It probably took me about 1 1/2 years with all the exams, application process, studying, etc. to get mine, but when that day comes when you get your license, you'll be very happy and proud. 

As you state, if it were easy, everyone and his mother would have a master's license.


----------



## Plumber71

As soon as you found out , you should of went and did your journeyman , it is done all on line and is not hard . All you need is a SS print out for 5 years and a letter from your Master Plumber sign an sealed detailing your job , it won't matter if you have 10 years if you don't have the J card with DOB for 2 years you will not get it . Plus ! There is no test this year as of yet !! NYC is not going to give the written anymore it will be done by a outside firm . But they will still be giving the practical ... Lol 
Last years test was the last test , you didn't need the J card . Good luck


----------



## justin

Plumber71 said:


> As soon as you found out , you should of went and did your journeyman , it is done all on line and is not hard . All you need is a SS print out for 5 years and a letter from your Master Plumber sign an sealed detailing your job , it won't matter if you have 10 years if you don't have the J card with DOB for 2 years you will not get it . Plus ! There is no test this year as of yet !! NYC is not going to give the written anymore it will be done by a outside firm . But they will still be giving the practical ... Lol
> Last years test was the last test , you didn't need the J card . Good luck


That says alot about ny plumbing requirements. Online test. How hard can that be.


----------



## Lmp

justin said:


> That says alot about ny plumbing requirements. Online test. How hard can that be.


Where did you get that info from? No one said the test is online! And also NYC requirements are one of the toughest in the country. Tell me where else does it take on average 3 years from the start of the testing process to you get your masters??? I think I have said this before in another thread, that I'm also licensed in two other county's in ny state and by far NYC was the toughest, the other ones took me a whole 3 months to get. Now I can't speak about other states but I can say NYC requirements are brutal!


----------



## justin

Lmp said:


> Where did you get that info from? No one said the test is online! And also NYC requirements are one of the toughest in the country. Tell me where else does it take on average 3 years from the start of the testing process to you get your masters??? I think I have said this before in another thread, that I'm also licensed in two other county's in ny state and by far NYC was the toughest, the other ones took me a whole 3 months to get. Now I can't speak about other states but I can say NYC requirements are brutal!


Do u read entire threads or just pick up on last post. Im a quadroople master . It takes 20 years to get your master in texas. And you have to sweat a 12" copper pipe full of water. What u think about that?


----------



## BROOKLYN\PLUMB

justin said:


> That says alot about ny plumbing requirements. Online test. How hard can that be.


NYC not ny and brutal it is! Our requirements far surpass whatever you're requirements are and I don't even know where your from, but I can say that with confidence!


----------



## justin

BROOKLYN\PLUMB said:


> NYC not ny and brutal it is! Our requirements far surpass whatever you're requirements are and I don't even know where your from, but I can say that with confidence!


Do u read entire threads or just pick up on last post. Im a quadroople master . It takes 20 years to get your master in texas. And you have to sweat a 12" copper pipe full of water. What u think about that?

Provided records

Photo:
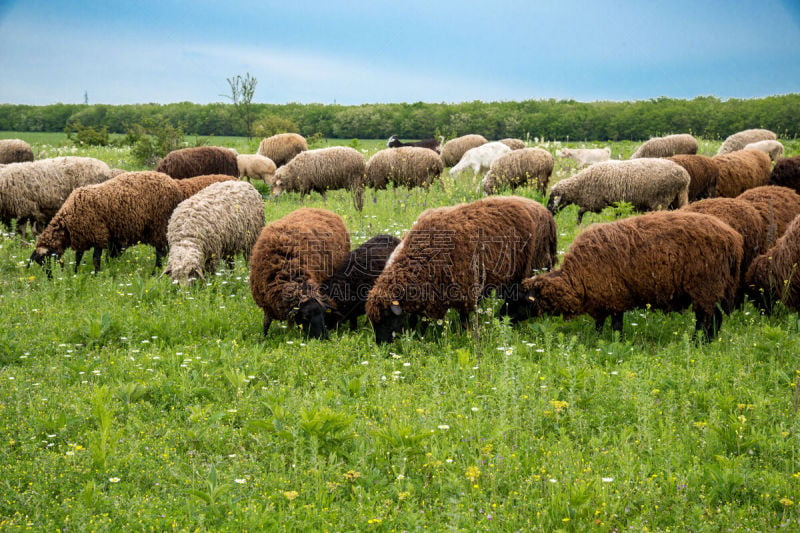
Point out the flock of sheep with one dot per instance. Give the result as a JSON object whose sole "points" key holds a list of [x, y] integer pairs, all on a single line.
{"points": [[717, 229]]}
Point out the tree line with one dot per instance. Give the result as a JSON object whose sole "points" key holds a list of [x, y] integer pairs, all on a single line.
{"points": [[705, 116]]}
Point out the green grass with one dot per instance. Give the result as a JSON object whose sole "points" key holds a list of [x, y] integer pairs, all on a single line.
{"points": [[130, 403]]}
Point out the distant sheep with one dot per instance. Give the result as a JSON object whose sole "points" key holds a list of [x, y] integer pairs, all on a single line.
{"points": [[430, 143], [405, 166], [682, 143], [454, 149], [663, 260], [283, 147], [586, 156], [218, 222], [291, 258], [739, 140], [15, 151], [453, 256], [123, 211], [199, 161], [34, 191], [649, 184], [480, 158], [741, 170], [775, 275], [256, 167], [514, 144], [777, 206], [347, 289], [518, 168], [786, 173], [773, 149], [703, 173]]}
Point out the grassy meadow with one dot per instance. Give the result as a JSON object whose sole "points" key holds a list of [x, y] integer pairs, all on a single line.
{"points": [[130, 403]]}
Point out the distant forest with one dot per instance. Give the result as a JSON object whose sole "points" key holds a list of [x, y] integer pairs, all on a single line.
{"points": [[707, 117]]}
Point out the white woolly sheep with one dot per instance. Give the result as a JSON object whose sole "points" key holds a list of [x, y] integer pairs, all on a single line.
{"points": [[480, 158], [649, 184], [587, 156], [218, 222]]}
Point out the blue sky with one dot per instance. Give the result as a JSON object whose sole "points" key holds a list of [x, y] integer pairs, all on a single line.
{"points": [[354, 52]]}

Problem set
(a) Answer these from the forum thread on plumbing licenses:
(i) About how long did the first poster say it took to get a license?
(ii) According to Plumber71, which part of the test will NYC still give?
(iii) How long did Lmp say the licenses in the two other New York counties took?
(b) Pick up the forum thread on plumbing licenses after justin's last post and write the next reply.

Exercise responses
(a)
(i) About 1 1/2 years.
(ii) The practical.
(iii) A whole 3 months.

(b)
----------



## BROOKLYN\PLUMB

8000 hr = 20 years


----------



## Lmp

justin said:


> Do u read entire threads or just pick up on last post. Im a quadroople master . It takes 20 years to get your master in texas. And you have to sweat a 12" copper pipe full of water. What u think about that?


Do you read entire threads??? Again where on this thread did anybody say NYC written test is online???? Get your facts straight before u speak. As for Texas test and the requirements like I said earlier I don't know about others states process but now I will do some research and see for myself if anything you are saying is true


----------



## Plumber71

Where those it say you need 20 years before you get your master in Texas !! No where ! Please I just had a friend go out there and he was approved to take it !!!! Please I would of love to see guys finish two separate projects in under 5 hours and can not be off more than a 1/8 on your measurements !!! And that's the practical ! No open book test here !!! Not to mention the amount of money we spend to take it , I could bet there is no other state that it will cost you at a minimum $ 15000.00 start to finish just to get your Masters ... I don't knock other states but do some home work before you knock NYC plumbers


----------



## plbgbiz

justin said:


> ...It takes 20 years to get your master in texas...


Not according to the TSBPE. :no:

Four years in the trade plus one year as a Journeyman and you can sit for the Master's exam.

So unless it takes fifteen years to process your application, grade your test, and mail you the license...your "20 year" number is a bit exaggerated.

I am also curious about this soldering of copper full of water on the practical exam. Not only does it sound far fetched, it serves no practical purpose.


----------



## TX MECH PLUMBER

You now have to carry your j man for 4 years not one and masters is a all written one day test. No shop work or rough in. All design not installation!!!


----------



## plbgbiz

justin said:


> Do u read entire threads or just pick up on last post. Im a quadroople master . It takes 20 years to get your master in texas. And you have to sweat a 12" copper pipe full of water. What u think about that?


I have learned a bit about licensing requirements in other states and Oklahoma is admittedly not the toughest one to get. The Texas process is certainly respectable and not for the faint of heart. I would think only real Plumbing Professionals can pass the Master's exam in Texas. I also know a plumber that moved here in the mid 90's to open up shop because he could not pass the Master's exam in Texas.

That said, I have also learned a bit about the requirements to gain those same credentials in New York City. With all due respect Justin, your exam is pixie dust compared to what those cats go through to be able to hang a shingle.

Do a little reading here>>> http://www.nyc.gov/html/dob/downloads/pdf/master_plumbers_license_exam.pdf

Then thank your lucky stars you can get your license in Texas.


----------



## plbgbiz

TX MECH PLUMBER said:


> You now have to carry your j man for 4 years not one and masters is a all written one day test. No shop work or rough in. All design not installation!!!


Was that a recent change? The TSBPE website still shows the other info.


----------



## justin

Its actually 30 years. And pipe has to be 18" full of gas not water.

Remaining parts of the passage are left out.